**EXCERPT PROVIDED**
— begin —

The Lamy-Lexel specialist

 

The system of cross-border mergers introduced into French law

 

 

The law of 3 July 2008 transposes into French law the directive 2005/56/CE of 26 October 2005 on the cross-border mergers of joint-stock companies.

 

It brings precious clarifications to the legal system and the practical terms and conditions of these cross-border operations.

 

Which companies can participate in a cross-border merger?

Public limited companies, limited partnerships with shares, European companies registered in France and simplified joint-stock companies can take part, with one or more joint-stock companies governed by the law of a member state of the European Union,  in the merger operation (article L.236-25 of the Commercial Code).

It is also noted that the companies existing under the laws of France are restrictively listed by the law that has excluded from the system the civil companies such as the SICAV.

Furthermore, the law concerns merger operations. This operation includes the simplified mergers. On the other hand, the dissolution-confusion operations such as demerger or partial business transfers are excluded from this system. 

 

What rules are applicable to the merger?

This merger operation will be subject to two types of rules:

  • The special provisions enacted by the law of 3 July 2008 and codified in articles L 236-25 to L.236-32 of the Commercial Code,

  • The common law of mergers for the non contrary provisions applicable to “national” mergers (articles L.236-1 to L.236-24 of the Commercial Code).

It can be noted that the application of this corpus of rules comes down to submitting, unless otherwise contractually provided for, mergers to the same conditions of majority as those provided for the statutory modifications, even if the operation in question would have for effect to lead to a change of nationality of the company of which the partners of the acquired company will become shareholders.   

 

Possibility of making a balancing cash adjustment

The possibility of granting a balancing cash adjustment of more than 10% of the nominal value of the shares when the legislation to which one of the parties to the operation provides for it.   (article L.236-26)

— end —

**STATED TASK 1**
Answer these from the text on cross-border mergers:
(a) Which directive does the law of 3 July 2008 transpose into French law?
(b) Which operations are named as excluded from the system?
(c) Which articles of the Commercial Code codify the special provisions of the law of 3 July 2008?
**STATED TASK 2**
Duplicate the stretch of the cross-border mergers text from "Furthermore, the law" through "from this system.".
**STATED TASK 3**
Pick up the text on cross-border mergers under French law after its last sentence and carry it forward.
The lines that come next have no connection to the text on cross-border mergers.

**SUPPLIED DATA**
— begin —

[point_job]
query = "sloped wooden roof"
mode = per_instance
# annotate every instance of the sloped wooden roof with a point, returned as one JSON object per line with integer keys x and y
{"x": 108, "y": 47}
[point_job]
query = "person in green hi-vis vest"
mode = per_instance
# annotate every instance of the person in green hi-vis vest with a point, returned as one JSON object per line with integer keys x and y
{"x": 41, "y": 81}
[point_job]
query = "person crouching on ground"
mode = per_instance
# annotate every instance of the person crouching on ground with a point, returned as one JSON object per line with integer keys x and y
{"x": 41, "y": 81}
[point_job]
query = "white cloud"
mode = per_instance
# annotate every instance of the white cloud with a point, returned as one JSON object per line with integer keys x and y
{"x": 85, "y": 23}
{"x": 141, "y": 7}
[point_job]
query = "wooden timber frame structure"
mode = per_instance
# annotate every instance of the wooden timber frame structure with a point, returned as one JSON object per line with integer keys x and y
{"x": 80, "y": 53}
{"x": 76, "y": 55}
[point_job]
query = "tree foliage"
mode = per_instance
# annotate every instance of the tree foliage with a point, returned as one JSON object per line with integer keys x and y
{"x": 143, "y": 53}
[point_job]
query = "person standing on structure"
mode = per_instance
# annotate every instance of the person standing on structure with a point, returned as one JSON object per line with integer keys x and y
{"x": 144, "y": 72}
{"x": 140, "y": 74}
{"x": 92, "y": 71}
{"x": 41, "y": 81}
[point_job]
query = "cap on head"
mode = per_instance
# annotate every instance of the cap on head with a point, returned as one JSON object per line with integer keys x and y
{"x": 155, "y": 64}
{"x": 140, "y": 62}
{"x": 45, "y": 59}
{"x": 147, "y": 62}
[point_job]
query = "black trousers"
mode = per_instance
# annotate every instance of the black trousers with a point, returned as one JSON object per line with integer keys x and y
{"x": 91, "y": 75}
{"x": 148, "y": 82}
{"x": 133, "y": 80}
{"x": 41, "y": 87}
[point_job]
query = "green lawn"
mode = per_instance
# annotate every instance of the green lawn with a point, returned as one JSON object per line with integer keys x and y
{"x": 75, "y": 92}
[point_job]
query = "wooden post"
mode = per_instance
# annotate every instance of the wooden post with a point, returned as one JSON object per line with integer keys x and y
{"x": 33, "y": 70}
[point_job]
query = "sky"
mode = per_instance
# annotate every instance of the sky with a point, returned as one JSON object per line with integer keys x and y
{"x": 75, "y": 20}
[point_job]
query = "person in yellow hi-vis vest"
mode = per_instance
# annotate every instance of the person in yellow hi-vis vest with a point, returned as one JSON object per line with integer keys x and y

— end —

**EXERCISE RESPONSE 1**
(a) Directive 2005/56/CE of 26 October 2005 on the cross-border mergers of joint-stock companies.
(b) Dissolution-confusion operations such as demerger or partial business transfers.
(c) Articles L 236-25 to L.236-32.

**EXERCISE RESPONSE 2**
Furthermore, the law concerns merger operations. This operation includes the simplified mergers. On the other hand, the dissolution-confusion operations such as demerger or partial business transfers are excluded from this system.

**EXERCISE RESPONSE 3**
The option for the payment of such a balancing cash adjustment would however deprive a French company from the benefit of beneficial treatment of article 210 A of the General Tax Code) under which the balancing cash adjustment should not exceed 10% of the nominal value.

 

Information given to the employees

The law of 3 July 2008 increases the employees’ right to be informed by imposing the placing at disposal of the report established by the administrative management body or the management to the staff representatives or fault of which to the employees themselves.

Furthermore, the opinion of the Works Council in application of article L.2323-19 of the Labour Laws is attached to this report.   

However, the application of these provisions is subject to terms and conditions, in particular concerning time limits, that will be set by the Council of State.   

 

Conditions for cross-border mergers

Under article L.236-28 of the Commercial Code, the partners of the merging companies can:

  • subordinate the achievement of the merger to their approval of the applicable terms for the participation of the employees in the acquiring company, the term “participation” being understood in the sense given by new article L.2371-1 of the Labour Laws, i.e. “the influence exercised by the body representing the employees or by the employees representatives on the business of a company.”

  • Adopt a resolution providing for the possibility of altering the deed exchange report  or compensating the minority shareholders when one of the legislations to which one of the merging companies is subject provides for it.   

The decision taken in application of these procedures binds the company resulting from the merger.   

 

Control of the merger

The control of the cross-border merger is twofold:

  • In the first place, within a time limit set by the Council of State, the clerk of the Court in the jurisdiction of which the company taking part in the operation is registered  delivers, after the usual verification in matters of common law relating to mergers (article L236.6 of the Commercial Code), a certificate of compliance of the acts and formalities accomplished prior to the merger which, if applicable, specifies whether a procedure for the alteration of the exchange report or indemnification of the minority holdings in is progress.

  • In the second place, a notary or the clerk of the Court in the jurisdiction of which the acquiring company is to be registered controls, within a time limit set by decision of the Council of State, the legality of the achievement of the merger and the incorporation of the company such as it results from this merger.

 

Effective date of the merger

In the event of the creation of a new company, the merger becomes effective at the date of registration of this new company at the Companies Registry.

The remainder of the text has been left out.